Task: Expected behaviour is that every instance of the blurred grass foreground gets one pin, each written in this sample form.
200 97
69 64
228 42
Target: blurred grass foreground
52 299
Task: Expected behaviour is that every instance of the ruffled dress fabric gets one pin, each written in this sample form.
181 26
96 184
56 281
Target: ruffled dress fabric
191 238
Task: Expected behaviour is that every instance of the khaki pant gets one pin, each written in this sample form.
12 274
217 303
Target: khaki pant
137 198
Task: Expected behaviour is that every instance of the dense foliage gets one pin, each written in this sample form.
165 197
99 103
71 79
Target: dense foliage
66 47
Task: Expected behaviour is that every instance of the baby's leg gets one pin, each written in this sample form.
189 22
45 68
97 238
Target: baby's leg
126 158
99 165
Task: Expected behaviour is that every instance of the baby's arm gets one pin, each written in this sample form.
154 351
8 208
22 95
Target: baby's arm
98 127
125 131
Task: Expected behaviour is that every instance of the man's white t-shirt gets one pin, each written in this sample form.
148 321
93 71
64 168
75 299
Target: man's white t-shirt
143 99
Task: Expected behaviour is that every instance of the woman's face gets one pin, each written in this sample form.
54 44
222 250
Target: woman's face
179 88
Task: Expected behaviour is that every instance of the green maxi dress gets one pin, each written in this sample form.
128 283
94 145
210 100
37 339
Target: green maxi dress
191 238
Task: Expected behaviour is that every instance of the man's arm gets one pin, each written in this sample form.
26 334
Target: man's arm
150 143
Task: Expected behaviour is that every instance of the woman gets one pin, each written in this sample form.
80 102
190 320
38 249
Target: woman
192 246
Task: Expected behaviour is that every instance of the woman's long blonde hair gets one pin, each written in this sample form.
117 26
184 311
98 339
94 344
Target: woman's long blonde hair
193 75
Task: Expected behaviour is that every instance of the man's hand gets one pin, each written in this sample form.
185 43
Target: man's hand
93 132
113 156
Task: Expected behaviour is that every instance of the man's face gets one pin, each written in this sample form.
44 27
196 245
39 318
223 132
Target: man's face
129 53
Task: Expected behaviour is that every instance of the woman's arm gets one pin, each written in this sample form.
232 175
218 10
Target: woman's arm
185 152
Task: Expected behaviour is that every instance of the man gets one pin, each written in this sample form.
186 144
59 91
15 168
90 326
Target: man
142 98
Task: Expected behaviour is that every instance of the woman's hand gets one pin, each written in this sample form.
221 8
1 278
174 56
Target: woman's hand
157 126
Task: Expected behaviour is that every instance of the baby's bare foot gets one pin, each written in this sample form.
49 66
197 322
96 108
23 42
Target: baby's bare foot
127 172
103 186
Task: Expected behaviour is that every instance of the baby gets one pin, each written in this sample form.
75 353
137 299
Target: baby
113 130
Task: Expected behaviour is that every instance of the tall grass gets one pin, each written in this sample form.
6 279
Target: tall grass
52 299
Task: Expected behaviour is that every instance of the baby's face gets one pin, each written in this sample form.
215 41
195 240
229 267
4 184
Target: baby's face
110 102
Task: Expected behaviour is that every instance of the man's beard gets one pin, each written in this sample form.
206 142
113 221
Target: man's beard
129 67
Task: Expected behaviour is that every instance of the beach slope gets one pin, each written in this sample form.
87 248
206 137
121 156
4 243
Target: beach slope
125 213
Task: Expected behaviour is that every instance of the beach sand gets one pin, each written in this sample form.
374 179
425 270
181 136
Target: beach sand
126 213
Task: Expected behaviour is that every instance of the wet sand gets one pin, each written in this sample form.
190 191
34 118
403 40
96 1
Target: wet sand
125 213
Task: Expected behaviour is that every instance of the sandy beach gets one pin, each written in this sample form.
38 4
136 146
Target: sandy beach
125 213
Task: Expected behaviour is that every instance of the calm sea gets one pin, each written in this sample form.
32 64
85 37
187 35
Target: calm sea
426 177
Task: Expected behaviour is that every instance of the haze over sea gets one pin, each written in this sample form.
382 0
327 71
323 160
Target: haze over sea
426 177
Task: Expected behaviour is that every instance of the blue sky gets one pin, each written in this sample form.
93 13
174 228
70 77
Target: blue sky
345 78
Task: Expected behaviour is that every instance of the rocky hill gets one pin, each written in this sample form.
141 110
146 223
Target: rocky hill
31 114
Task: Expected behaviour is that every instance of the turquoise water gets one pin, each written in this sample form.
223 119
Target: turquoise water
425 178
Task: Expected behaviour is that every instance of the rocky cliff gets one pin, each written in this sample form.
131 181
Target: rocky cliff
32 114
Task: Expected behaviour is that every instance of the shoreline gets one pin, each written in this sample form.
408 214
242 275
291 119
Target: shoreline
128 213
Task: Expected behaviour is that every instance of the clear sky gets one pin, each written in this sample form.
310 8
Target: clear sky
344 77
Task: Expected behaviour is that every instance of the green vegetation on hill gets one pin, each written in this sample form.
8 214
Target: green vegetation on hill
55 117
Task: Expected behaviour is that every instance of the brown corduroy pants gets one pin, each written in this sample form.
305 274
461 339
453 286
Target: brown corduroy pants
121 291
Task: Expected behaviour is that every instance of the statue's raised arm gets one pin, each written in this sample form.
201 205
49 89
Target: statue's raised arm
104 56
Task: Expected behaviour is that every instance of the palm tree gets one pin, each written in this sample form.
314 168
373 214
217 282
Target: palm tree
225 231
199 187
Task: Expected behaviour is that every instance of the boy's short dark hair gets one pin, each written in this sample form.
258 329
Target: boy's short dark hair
═══
*AIM OF THE EXERCISE*: Take the listing above and set it down exactly.

*TASK RESULT*:
Task: Expected behaviour is that every instance of the blurred grass foreground gets one pin, each written in this sample form.
200 97
69 64
228 42
Target: blurred grass foreground
52 299
Task: Expected behaviour is that every instance of the ruffled dress fabric gets one pin, each written in this sample form.
181 26
96 184
56 281
Target: ruffled dress fabric
191 238
Task: Expected behaviour is that every instance of the khaki pant gets one pin, each written in this sample form.
12 274
217 303
Target: khaki pant
137 198
Task: Expected behaviour is that every instance of the dense foliage gets one pin, each written in this sample form.
165 197
99 103
71 79
Target: dense foliage
66 47
Task: Expected behaviour is that every instance of the baby's leg gets one pin, each written in this sample form.
189 22
45 68
97 238
Target: baby's leg
126 158
99 165
Task: Expected behaviour is that every instance of the baby's arm gets one pin, each written in this sample form.
154 351
8 208
22 95
Target: baby's arm
98 127
125 131
Task: Expected behaviour is that every instance of the man's white t-shirt gets one pin, each written in this sample form.
148 321
93 71
64 168
75 299
Target: man's white t-shirt
143 99
Task: Expected behaviour is that every instance of the woman's face gets one pin, each written in this sample form.
54 44
222 250
Target: woman's face
179 88
Task: Expected behaviour is that every instance of the green maxi dress gets one pin, each written in this sample form.
128 283
94 145
210 100
37 339
Target: green maxi dress
191 238
Task: Expected behaviour is that every instance of the man's arm gets one pin, each written in this sample form.
26 334
Target: man's arm
150 143
Task: Expected behaviour is that every instance of the woman gets one pin, each written in this sample form.
80 102
190 320
38 249
Target: woman
192 246
Task: Expected behaviour is that every instance of the woman's long blonde hair gets one pin, each written in this sample form.
117 26
184 311
98 339
94 344
Target: woman's long blonde hair
193 75
Task: Expected behaviour is that every instance of the man's hand gets one pin, each written in this sample form.
185 43
Target: man's hand
93 132
113 156
Task: Expected behaviour is that every instance of the man's face gets one pin, each written in this sample form.
44 27
196 245
39 318
223 132
Target: man's face
129 53
Task: Expected behaviour is that every instance of the woman's arm gets one pin, each written in this sample form.
232 175
218 10
Target: woman's arm
185 152
Task: Expected behaviour is that every instance of the man gets one pin, each written in this sample form.
186 144
59 91
15 168
90 326
Target: man
142 98
Task: Expected behaviour is that every instance of the woman's hand gets one pin, each written in this sample form.
221 8
1 278
174 56
Target: woman's hand
157 126
Task: Expected behaviour is that every instance of the baby's bare foot gets one pin, each written in this sample form.
49 66
197 322
96 108
23 42
Target: baby's bare foot
127 172
103 186
Task: Expected behaviour is that every instance of the baby gets one pin, each written in this sample form.
75 353
137 299
Target: baby
113 130
Task: Expected behaviour is that every instance of the tall grass gets one pin, each written in this sample form.
6 279
Target: tall grass
52 299
Task: Expected behaviour is that every instance of the baby's face gets one pin, each written in this sample form.
215 41
195 240
229 267
4 184
Target: baby's face
110 102
Task: Expected behaviour is that every instance of the man's beard gets one pin, each written in this sample form.
206 142
113 221
Target: man's beard
129 67
Task: Expected behaviour is that every instance of the beach slope gets one pin, each written in this sample form.
87 248
206 137
121 156
4 243
Target: beach slope
125 213
Task: Expected behaviour is that every instance of the beach sand gets one pin, each written in this sample form.
374 179
425 270
181 136
Target: beach sand
126 213
Task: Expected behaviour is that every instance of the wet sand gets one pin, each written in this sample form.
190 191
34 118
403 40
96 1
Target: wet sand
125 213
Task: Expected behaviour is that every instance of the sandy beach gets one pin, each written in this sample form.
38 4
136 146
Target: sandy beach
125 213
Task: Expected behaviour is that every instance of the calm sea gets one pin, each written in this sample form.
32 64
85 37
187 35
Target: calm sea
426 177
Task: Expected behaviour is that every instance of the haze over sea gets one pin, each written in this sample form.
382 0
327 71
323 160
Target: haze over sea
426 177
Task: Expected behaviour is that every instance of the blue sky gets one pin, each written in this sample form.
93 13
174 228
70 77
Target: blue sky
345 78
Task: Expected behaviour is that every instance of the rocky hill gets one pin, each written in this sample form.
141 110
146 223
Target: rocky hill
31 114
Task: Expected behaviour is that every instance of the turquoise water gets one pin, each written in this sample form.
223 119
Target: turquoise water
425 178
Task: Expected behaviour is that every instance of the rocky cliff gets one pin, each written in this sample form.
131 181
Target: rocky cliff
32 114
Task: Expected behaviour is that every instance of the shoreline gets one pin, each written in this sample form.
408 214
242 275
291 119
Target: shoreline
128 213
Task: Expected behaviour is that every instance of the clear sky gets one pin, each written in this sample form.
310 8
Target: clear sky
344 77
Task: Expected behaviour is that every instance of the green vegetation on hill gets one pin, each written in this sample form.
8 214
Target: green vegetation on hill
55 117
Task: Expected behaviour is that every instance of the brown corduroy pants gets one pin, each written in this sample form.
305 274
461 339
453 286
Target: brown corduroy pants
121 291
Task: Expected behaviour is that every instance of the statue's raised arm gets one pin, each written in this sample form.
201 205
49 89
Target: statue's raised arm
104 56
Task: Expected behaviour is that every instance of the palm tree gets one pin, each written in this sample form.
314 168
373 214
217 282
Target: palm tree
225 231
199 187
Task: Expected behaviour is that every instance of the boy's short dark hair gets one pin, each written in this sample form.
258 329
Target: boy's short dark hair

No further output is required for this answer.